Provided data.
****************
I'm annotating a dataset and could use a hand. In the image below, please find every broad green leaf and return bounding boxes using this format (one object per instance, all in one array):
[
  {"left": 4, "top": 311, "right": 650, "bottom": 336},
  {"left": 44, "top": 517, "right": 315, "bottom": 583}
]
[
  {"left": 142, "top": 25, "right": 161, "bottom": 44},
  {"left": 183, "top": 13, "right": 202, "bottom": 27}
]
****************
Written exercise. Reproduce the material above line for line, with no changes.

Written response.
I'm annotating a dataset and could use a hand. In the image below, please find every broad green leaf and return bounding boxes using this format (one object per instance, all in one array):
[
  {"left": 4, "top": 311, "right": 650, "bottom": 336},
  {"left": 44, "top": 517, "right": 315, "bottom": 583}
]
[
  {"left": 142, "top": 25, "right": 161, "bottom": 44},
  {"left": 183, "top": 13, "right": 202, "bottom": 27}
]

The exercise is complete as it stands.